BEGIN Extract

If ratings mean anything, the first Democrat Party debate has come and gone with about half the public interest inspired by each of the first two Republican Party debates. No matter, the debate was” oh, so civil”; the Democrats themselves said so, seconded by the New York Times in its analysis. Case closed.

There’s really no reason to deny it; they were civil. And why shouldn’t they have been? When you don’t disagree on anything, what is there to argue about?

US Senator, Bernie Sanders.

US Senator from Vermont, Bernie Sanders.

Easily the most interesting figure on the Democrat side this year, Bernie Sanders, a self-professed “democratic socialist,” has set the bar for all other candidates on issues, though perhaps not on style, and, with the exception of Jim Webb (who really should switch parties), the rest of the field gathered itself for the challenge and leaped over the hurdle with no trouble at all—because for them there was no hurdle.

END Extract
BEGIN Dataset extract

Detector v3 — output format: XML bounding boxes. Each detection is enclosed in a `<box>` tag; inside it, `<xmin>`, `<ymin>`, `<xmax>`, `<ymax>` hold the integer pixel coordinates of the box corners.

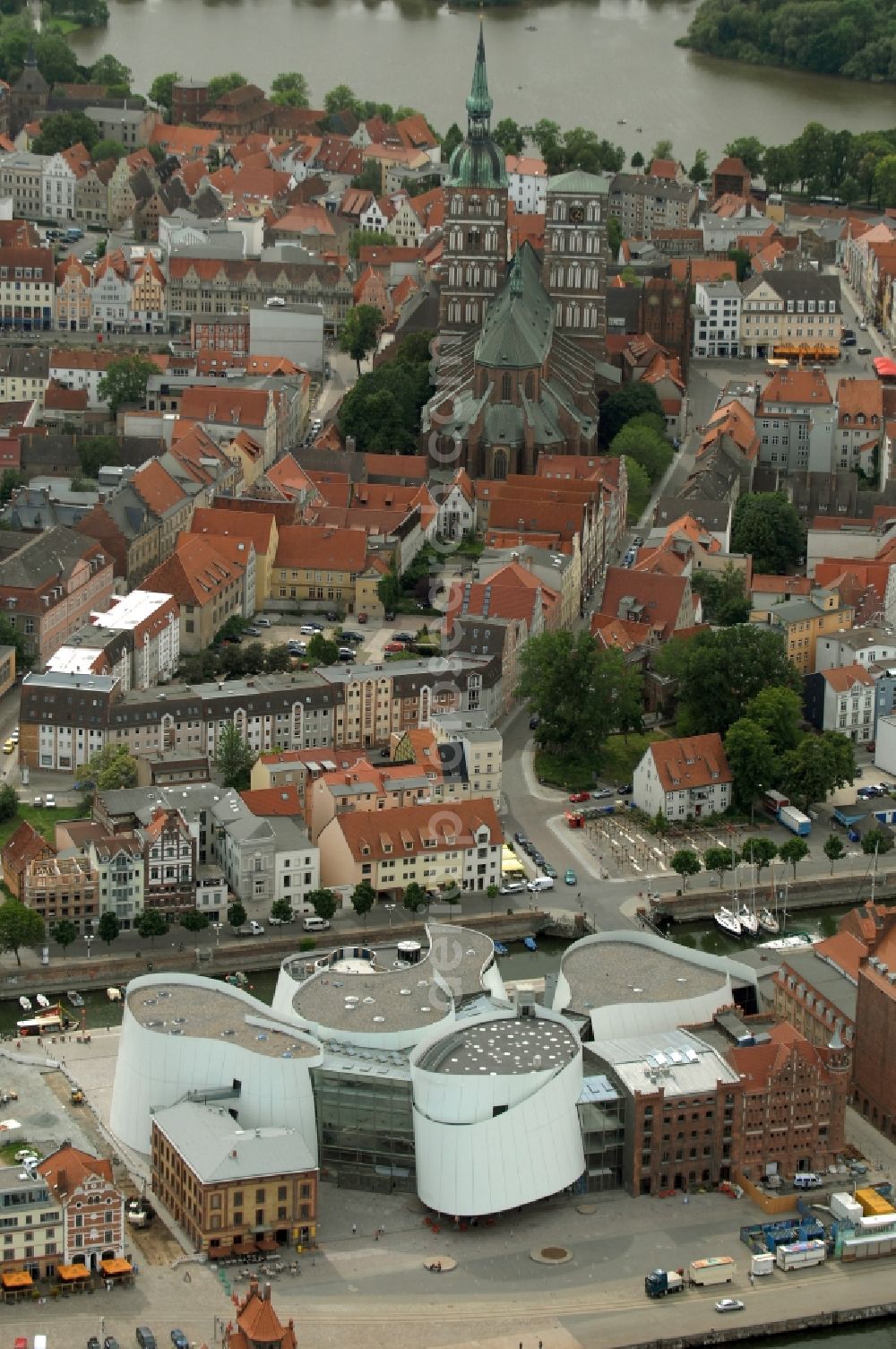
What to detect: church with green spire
<box><xmin>438</xmin><ymin>23</ymin><xmax>507</xmax><ymax>340</ymax></box>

END Dataset extract

Exercise instructions:
1) Decide whether each statement below agrees with the debate commentary. Answer yes or no for each, and quote the words of the commentary that decide it.
(a) By the ratings, the first Democrat Party debate drew about half the public interest of each of the first two Republican Party debates.
(b) The commentary says the Democrat candidates were not civil.
(c) Bernie Sanders calls himself a democratic socialist.
2) Rewrite the debate commentary starting at "US Senator, Bernie" and ending at "was no hurdle.", substituting "barrier" for "hurdle" wherever it occurs.

Outputs in order:
1)
(a) Yes: "the first Democrat Party debate has come and gone with about half the public interest inspired by each of the first two Republican Party debates"
(b) No: "There’s really no reason to deny it; they were civil."
(c) Yes: "a self-professed “democratic socialist,”"

2)
US Senator, Bernie Sanders.

US Senator from Vermont, Bernie Sanders.

Easily the most interesting figure on the Democrat side this year, Bernie Sanders, a self-professed “democratic socialist,” has set the bar for all other candidates on issues, though perhaps not on style, and, with the exception of Jim Webb (who really should switch parties), the rest of the field gathered itself for the challenge and leaped over the barrier with no trouble at all—because for them there was no barrier.